--- The data ---
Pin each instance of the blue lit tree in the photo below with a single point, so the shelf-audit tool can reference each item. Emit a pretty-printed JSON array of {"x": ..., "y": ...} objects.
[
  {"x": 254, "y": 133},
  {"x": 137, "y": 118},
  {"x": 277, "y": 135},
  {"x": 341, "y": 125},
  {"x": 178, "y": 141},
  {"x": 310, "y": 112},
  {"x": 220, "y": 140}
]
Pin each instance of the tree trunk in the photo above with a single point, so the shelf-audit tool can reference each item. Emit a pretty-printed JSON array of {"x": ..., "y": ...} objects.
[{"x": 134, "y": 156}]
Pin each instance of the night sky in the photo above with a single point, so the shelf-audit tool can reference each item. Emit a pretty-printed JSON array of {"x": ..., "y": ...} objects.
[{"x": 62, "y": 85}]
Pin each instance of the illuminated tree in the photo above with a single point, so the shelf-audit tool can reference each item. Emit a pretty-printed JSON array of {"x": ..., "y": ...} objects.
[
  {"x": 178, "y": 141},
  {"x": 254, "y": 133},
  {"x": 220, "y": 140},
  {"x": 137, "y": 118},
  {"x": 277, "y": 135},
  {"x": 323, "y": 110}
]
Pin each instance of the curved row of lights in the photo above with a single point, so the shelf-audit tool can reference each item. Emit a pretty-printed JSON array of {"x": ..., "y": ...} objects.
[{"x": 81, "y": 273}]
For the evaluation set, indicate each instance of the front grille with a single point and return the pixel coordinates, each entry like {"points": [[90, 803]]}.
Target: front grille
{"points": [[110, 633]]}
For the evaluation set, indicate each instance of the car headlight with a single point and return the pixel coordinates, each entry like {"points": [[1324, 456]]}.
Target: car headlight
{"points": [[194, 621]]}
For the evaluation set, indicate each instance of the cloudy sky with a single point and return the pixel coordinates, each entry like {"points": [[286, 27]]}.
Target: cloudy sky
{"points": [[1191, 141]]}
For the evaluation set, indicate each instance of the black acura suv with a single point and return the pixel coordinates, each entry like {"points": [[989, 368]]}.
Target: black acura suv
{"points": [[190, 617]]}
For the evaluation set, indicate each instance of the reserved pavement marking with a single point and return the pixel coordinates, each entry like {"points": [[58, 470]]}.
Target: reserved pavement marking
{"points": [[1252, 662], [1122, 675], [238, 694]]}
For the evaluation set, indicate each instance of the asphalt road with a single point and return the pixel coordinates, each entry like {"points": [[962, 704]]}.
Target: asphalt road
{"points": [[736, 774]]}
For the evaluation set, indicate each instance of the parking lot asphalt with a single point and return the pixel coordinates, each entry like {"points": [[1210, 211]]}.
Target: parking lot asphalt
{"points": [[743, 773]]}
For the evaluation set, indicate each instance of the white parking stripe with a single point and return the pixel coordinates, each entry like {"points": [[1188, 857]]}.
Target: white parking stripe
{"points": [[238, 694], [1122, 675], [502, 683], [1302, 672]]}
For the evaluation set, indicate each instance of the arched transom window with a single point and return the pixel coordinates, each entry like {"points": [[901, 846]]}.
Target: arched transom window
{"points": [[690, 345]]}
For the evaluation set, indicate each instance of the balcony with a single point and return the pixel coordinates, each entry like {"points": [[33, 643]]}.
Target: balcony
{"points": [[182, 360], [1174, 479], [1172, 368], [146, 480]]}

--- Problem requirements ---
Render the lines as a numbered list, from the line containing "For the evaluation set, indicate each instance of the cloudy" through the end of the rows, both included, with blank lines left out.

--- Solution ---
1. For the evaluation set, indicate each instance of the cloudy sky with a single point and return the pixel coordinates, each entry like {"points": [[286, 27]]}.
2. Target: cloudy sky
3. {"points": [[1191, 141]]}
4. For the evaluation set, indicate each instance of the black acura suv with a single point and return the pixel coordinates, each entry like {"points": [[989, 368]]}.
5. Target: black acura suv
6. {"points": [[190, 617]]}
7. For the evaluation set, indicate each instance of the reserved pavement marking with a single point and return the pixel coordinates, each entry like {"points": [[58, 470]]}.
8. Target: reserved pavement marking
9. {"points": [[1252, 662], [1122, 675], [238, 694]]}
10. For the evaluation set, indicate each instance of the asphalt road with a single point and return the pixel coordinates, each entry like {"points": [[962, 704]]}.
11. Target: asphalt road
12. {"points": [[736, 774]]}
13. For the evaluation set, indicate each instance of the parking lot asphalt with a single point and return the pixel coordinates, each entry like {"points": [[1210, 211]]}.
14. Target: parking lot asphalt
15. {"points": [[743, 773]]}
16. For the evaluation set, indicate each instance of the white parking stripe with a single point and return the pixel coordinates, each entry like {"points": [[1188, 857]]}.
17. Target: white parking stripe
18. {"points": [[238, 694], [1122, 675], [502, 683], [1302, 672]]}
19. For the evaluation set, indicate each instance of the arched transom window with a single point and return the pixel coordinates, each entry like {"points": [[901, 846]]}.
20. Target: arched transom window
21. {"points": [[690, 345]]}
22. For the evaluation set, indicate each instance of the balcony with a single point and return the pixel coordinates, each entry like {"points": [[33, 643]]}.
23. Target: balcony
24. {"points": [[182, 360], [1174, 479], [1172, 368], [146, 480]]}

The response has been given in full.